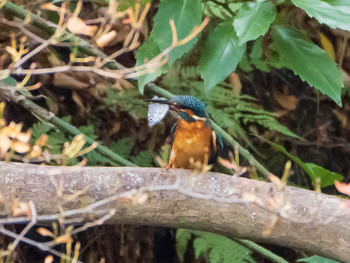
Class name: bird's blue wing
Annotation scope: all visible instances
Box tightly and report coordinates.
[170,122,177,147]
[209,130,224,164]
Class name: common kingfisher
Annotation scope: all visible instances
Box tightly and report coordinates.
[150,95,223,170]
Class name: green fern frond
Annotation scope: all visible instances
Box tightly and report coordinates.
[131,151,155,167]
[162,67,298,146]
[176,228,192,262]
[111,138,133,159]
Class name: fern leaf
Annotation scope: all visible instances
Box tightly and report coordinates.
[131,151,154,167]
[176,228,192,262]
[31,122,53,142]
[111,138,133,159]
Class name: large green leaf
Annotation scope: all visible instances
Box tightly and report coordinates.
[198,20,245,91]
[151,0,202,66]
[269,142,343,188]
[292,0,350,30]
[135,37,167,94]
[297,256,339,263]
[272,26,344,106]
[233,2,276,45]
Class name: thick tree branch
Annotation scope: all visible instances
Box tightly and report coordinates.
[0,162,350,261]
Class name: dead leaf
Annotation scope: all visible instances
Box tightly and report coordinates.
[66,16,98,37]
[44,255,53,263]
[96,30,117,47]
[40,3,61,12]
[272,89,298,111]
[36,227,54,238]
[35,134,49,147]
[0,134,11,154]
[334,181,350,196]
[53,72,89,90]
[28,145,43,159]
[11,141,30,153]
[55,234,73,244]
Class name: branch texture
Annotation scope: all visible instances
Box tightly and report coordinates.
[0,162,350,261]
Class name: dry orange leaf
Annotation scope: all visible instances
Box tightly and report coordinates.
[44,255,53,263]
[67,16,98,37]
[36,227,54,238]
[40,3,61,12]
[0,134,11,154]
[334,181,350,196]
[219,158,237,169]
[35,134,48,147]
[272,90,298,110]
[28,145,43,158]
[11,141,30,153]
[55,234,73,244]
[96,30,117,47]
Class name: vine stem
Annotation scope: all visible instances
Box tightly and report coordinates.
[210,0,235,16]
[3,0,287,263]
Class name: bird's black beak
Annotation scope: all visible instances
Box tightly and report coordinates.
[145,98,180,111]
[145,99,171,105]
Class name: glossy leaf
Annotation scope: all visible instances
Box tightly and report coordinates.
[151,0,202,66]
[135,37,167,94]
[297,256,339,263]
[233,2,276,45]
[198,20,245,91]
[269,142,343,188]
[272,26,344,106]
[292,0,350,30]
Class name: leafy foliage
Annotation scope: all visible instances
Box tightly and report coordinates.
[292,0,350,30]
[137,0,350,105]
[272,26,344,106]
[233,2,276,45]
[162,67,298,147]
[270,142,343,188]
[198,20,245,91]
[297,256,338,263]
[135,37,166,94]
[151,0,202,66]
[176,229,255,263]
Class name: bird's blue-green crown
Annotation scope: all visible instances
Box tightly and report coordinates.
[171,95,208,118]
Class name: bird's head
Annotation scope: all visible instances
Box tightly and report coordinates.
[151,95,208,122]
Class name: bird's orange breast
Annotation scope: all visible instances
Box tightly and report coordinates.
[169,119,213,169]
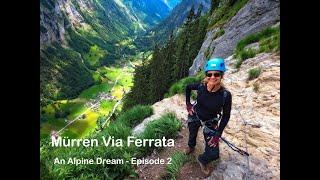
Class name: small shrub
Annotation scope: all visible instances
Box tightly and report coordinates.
[213,29,225,39]
[137,113,182,157]
[117,105,153,127]
[253,82,259,92]
[165,72,205,98]
[248,68,261,80]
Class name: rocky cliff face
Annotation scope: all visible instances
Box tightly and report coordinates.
[189,0,280,75]
[133,53,280,180]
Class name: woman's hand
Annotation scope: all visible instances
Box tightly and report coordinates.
[187,103,194,115]
[208,136,220,147]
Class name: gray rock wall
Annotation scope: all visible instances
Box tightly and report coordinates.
[189,0,280,75]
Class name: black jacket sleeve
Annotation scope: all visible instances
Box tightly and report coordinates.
[185,83,200,104]
[218,91,232,136]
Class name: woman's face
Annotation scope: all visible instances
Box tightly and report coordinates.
[206,71,222,85]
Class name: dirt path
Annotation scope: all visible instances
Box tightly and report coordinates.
[134,54,280,180]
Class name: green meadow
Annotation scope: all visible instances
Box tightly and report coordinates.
[40,64,134,138]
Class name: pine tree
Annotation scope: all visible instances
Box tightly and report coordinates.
[210,0,220,14]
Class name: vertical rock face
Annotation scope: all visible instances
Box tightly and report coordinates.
[133,53,280,180]
[189,0,280,75]
[211,53,280,179]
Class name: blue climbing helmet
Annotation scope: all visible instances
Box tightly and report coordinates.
[204,58,226,73]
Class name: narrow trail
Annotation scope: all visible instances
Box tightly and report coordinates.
[133,53,280,180]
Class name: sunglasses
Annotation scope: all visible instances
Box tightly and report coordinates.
[206,73,222,77]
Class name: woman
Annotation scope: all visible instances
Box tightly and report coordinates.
[186,58,232,175]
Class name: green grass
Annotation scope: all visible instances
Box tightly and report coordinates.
[136,113,182,157]
[83,45,107,67]
[248,68,261,80]
[79,83,112,99]
[40,104,158,179]
[117,105,153,127]
[253,82,259,92]
[166,152,190,180]
[164,72,205,98]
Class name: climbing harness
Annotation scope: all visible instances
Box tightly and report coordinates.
[188,88,249,156]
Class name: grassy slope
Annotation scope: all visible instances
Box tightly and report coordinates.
[40,64,132,138]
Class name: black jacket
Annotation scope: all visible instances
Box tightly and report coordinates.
[185,83,232,135]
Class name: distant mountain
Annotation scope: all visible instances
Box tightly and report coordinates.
[135,0,211,49]
[163,0,181,9]
[40,0,178,105]
[123,0,172,28]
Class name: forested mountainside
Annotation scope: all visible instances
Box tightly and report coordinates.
[136,0,211,50]
[40,0,178,104]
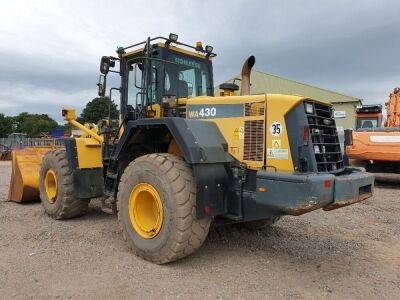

★ ★ ★

> _WHAT IS ASKED_: Write out the entries again word for word, from the line that contains "Class name: vine stem" through the line that contains "[145,99,171,105]", both ends included.

> _OUTPUT OF THE TASK_:
Class name: vine stem
Annotation scope: all visible instances
Box tightly and report coordinates.
[210,0,235,16]
[3,0,287,263]
Class name: bird's black beak
Annotation scope: all visible instances
Box tightly and report coordinates.
[145,98,180,111]
[145,99,171,105]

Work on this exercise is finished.